**Texto citado**

▼

Beatriz tiene 35 años. Desde hace casi diez padece ardores, quemazón y sensaciones eléctricas en la pelvis, sobre todo en ingles, genitales y en la zona perianal. El dolor, de tipo neurológico, es inaguantable, incapacitante. Se ve obligada a dejar de trabajar y los médicos tampoco encuentran una causa concreta que pueda provocar ese calvario. Recurre a diferentes especialistas, hasta que, tras someterse a una neurografía del subglúteo, es diagnósticada de un atrapamiento del nervio pudendo, el denominado síndrome del ciclista. Su vida sociolaboral se deteriora a pasos agigantados. No puede sentarse sin padecer esa sensación tan extraña, como si miles de alfileres se clavaran al mismo tiempo en la zona. La solución pasa por una batería de medicamentos y tratamientos paliativos en unidades especializadas en el dolor que, aunque no consiguen eliminarlo, lo minimizan, hasta hacer que su vida no sea una tortura constante. Existe la posibilidad de someterse a una operación, pero los riesgos son altos y las posibilidades de éxito, pese a los ingentes avances de la ciencia, son limitadas.
El dolor crónico es una auténtica epidemia. En España cerca de 8 millones de personas lo padecen -una de cada seis- y lo peor es que son muchos los casos que, al no encontrar soluciones, acaban desencadenando en trastornos mentales y psicológicos. Fibromialgia, neuralgia del Trigémino, esclerosis múltiple, ELA, migrañas, dolencias oncológicas, lumbares o cervicales conforman una pequeña parte de un listado sin fin que a un 11% de la población le genera limitaciones a diario.
El anuncio público de Rafael Nadal de que padece una lesión crónica en el pie izquierdo, el síndrome de Müller-Weiss, que le impide rendir en condiciones, no tiene una solución definitiva y le provoca dolores intensos y constantes que ha tenido que atajar con infiltraciones y bloqueos, ha servido para dar visibilidad y atraer los focos hacia aquellas patologías que marcan la vida de ciudadanos anónimos que luchan contra ese suplicio que les maltrata día tras día. Nadal, ejemplo inigualable dentro y fuera de la pista, reflexionó incluso sobre la posibilidad de retirarse y aseguró que el dolor crónico era el rival más difícil al que se había enfrentado nunca. Su capacidad de sufrimiento es única.

▲

**Material proporcionado**
▼

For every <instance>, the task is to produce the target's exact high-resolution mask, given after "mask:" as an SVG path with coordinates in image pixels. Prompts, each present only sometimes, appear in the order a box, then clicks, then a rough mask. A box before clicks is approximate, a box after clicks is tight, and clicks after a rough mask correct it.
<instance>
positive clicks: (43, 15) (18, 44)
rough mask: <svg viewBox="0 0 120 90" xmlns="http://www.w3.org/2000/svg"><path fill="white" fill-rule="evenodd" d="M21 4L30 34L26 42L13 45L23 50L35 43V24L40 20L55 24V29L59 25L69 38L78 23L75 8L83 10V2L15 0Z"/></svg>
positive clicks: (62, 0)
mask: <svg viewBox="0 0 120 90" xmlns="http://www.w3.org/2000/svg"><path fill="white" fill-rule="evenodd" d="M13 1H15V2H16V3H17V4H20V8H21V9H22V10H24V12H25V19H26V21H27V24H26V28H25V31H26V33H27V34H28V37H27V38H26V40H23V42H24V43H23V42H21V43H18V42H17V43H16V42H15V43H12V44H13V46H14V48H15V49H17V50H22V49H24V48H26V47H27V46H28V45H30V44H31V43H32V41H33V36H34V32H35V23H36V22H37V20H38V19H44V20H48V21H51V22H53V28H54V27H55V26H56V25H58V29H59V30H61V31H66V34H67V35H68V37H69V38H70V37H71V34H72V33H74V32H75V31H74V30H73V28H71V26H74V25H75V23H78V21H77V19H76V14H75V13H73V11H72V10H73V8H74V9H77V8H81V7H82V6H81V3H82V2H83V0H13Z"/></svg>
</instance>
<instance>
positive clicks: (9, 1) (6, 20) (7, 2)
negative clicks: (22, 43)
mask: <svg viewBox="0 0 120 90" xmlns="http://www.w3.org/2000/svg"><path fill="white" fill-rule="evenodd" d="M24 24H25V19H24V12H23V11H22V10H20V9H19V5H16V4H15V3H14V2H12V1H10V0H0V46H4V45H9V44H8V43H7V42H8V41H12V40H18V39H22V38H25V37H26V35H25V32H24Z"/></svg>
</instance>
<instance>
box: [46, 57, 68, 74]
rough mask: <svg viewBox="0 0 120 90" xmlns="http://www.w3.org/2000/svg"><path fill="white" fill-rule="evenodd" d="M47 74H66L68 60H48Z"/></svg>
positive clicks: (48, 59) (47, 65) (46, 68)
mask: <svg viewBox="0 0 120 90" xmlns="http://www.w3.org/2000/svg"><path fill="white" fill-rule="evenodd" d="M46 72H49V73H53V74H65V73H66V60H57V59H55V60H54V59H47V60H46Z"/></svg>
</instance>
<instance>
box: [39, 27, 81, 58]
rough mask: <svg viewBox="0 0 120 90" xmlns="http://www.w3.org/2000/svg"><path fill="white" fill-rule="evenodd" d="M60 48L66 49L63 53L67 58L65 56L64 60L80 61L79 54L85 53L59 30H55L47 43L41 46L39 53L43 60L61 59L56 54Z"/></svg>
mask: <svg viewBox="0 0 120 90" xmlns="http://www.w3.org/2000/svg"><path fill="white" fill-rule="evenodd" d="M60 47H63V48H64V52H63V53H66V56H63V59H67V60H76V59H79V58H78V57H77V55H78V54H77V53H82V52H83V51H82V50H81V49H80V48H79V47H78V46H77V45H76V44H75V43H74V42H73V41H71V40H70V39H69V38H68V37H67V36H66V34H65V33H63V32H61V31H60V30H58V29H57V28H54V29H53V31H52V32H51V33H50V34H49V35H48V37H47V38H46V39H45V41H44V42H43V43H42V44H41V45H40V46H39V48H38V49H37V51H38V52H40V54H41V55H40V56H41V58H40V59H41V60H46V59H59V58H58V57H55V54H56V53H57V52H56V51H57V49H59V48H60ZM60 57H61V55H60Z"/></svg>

▲

**Qué hacer**
(a) Según el texto sobre el dolor crónico, ¿cuántas personas lo padecen en España?
(b) Copia del texto sobre el dolor crónico el fragmento entre "El anuncio público" y "sufrimiento es única.", ambos incluidos.
(c) Continúa el texto sobre el dolor crónico desde donde termina.
El material no interviene en nada de esto.

**Respuestas**
(a) Cerca de 8 millones, una de cada seis.

(b)
El anuncio público de Rafael Nadal de que padece una lesión crónica en el pie izquierdo, el síndrome de Müller-Weiss, que le impide rendir en condiciones, no tiene una solución definitiva y le provoca dolores intensos y constantes que ha tenido que atajar con infiltraciones y bloqueos, ha servido para dar visibilidad y atraer los focos hacia aquellas patologías que marcan la vida de ciudadanos anónimos que luchan contra ese suplicio que les maltrata día tras día. Nadal, ejemplo inigualable dentro y fuera de la pista, reflexionó incluso sobre la posibilidad de retirarse y aseguró que el dolor crónico era el rival más difícil al que se había enfrentado nunca. Su capacidad de sufrimiento es única.

(c)
Ahora, el tenista se va a someter a un tratamiento -Radiofrecuencia Pulsada- que, si bien no cura, sirve para neuromodular el dolor. La técnica consiste en generar una corriente eléctrica, a través de electrodos y agujas, hasta el nervio más próximo al lugar que atormenta, provocando un calor controlado. La temperatura consigue modificar la sensación de dolor, reduciéndolo o eliminándolo durante un período de tiempo. Es un tratamiento paliativo, que permite al paciente mejorar su sintomatología, pero que no resuelve la patología que la provoca y cuyo éxito depende de manera exponencial con la pericia y la experiencia del especialista para llegar, a través del ecógrafo o del TAC, lo más cerca posible del tejido diana.
Pese a contar con excelentes profesionales, hay estudios que desvelan que el dolor crónico en España no se trata como es debido ni en la mitad de los casos. El desconocimiento de algunas técnicas y la economía -las unidades de dolor públicas están saturadas y muchos pacientes no pueden acudir a las privadas- son las principales causas. La escasez de tratamientos personalizados a todos los niveles, con seguimiento para valorarlos, la falta de un diagnóstico preciso o la ausencia de efectos duraderos de los paliativos demandan un cambio de las instituciones sanitarias en el tratamiento y la atención para que los millones de afectados puedan tener una vida digna que les permita convivir con ese enemigo invisible.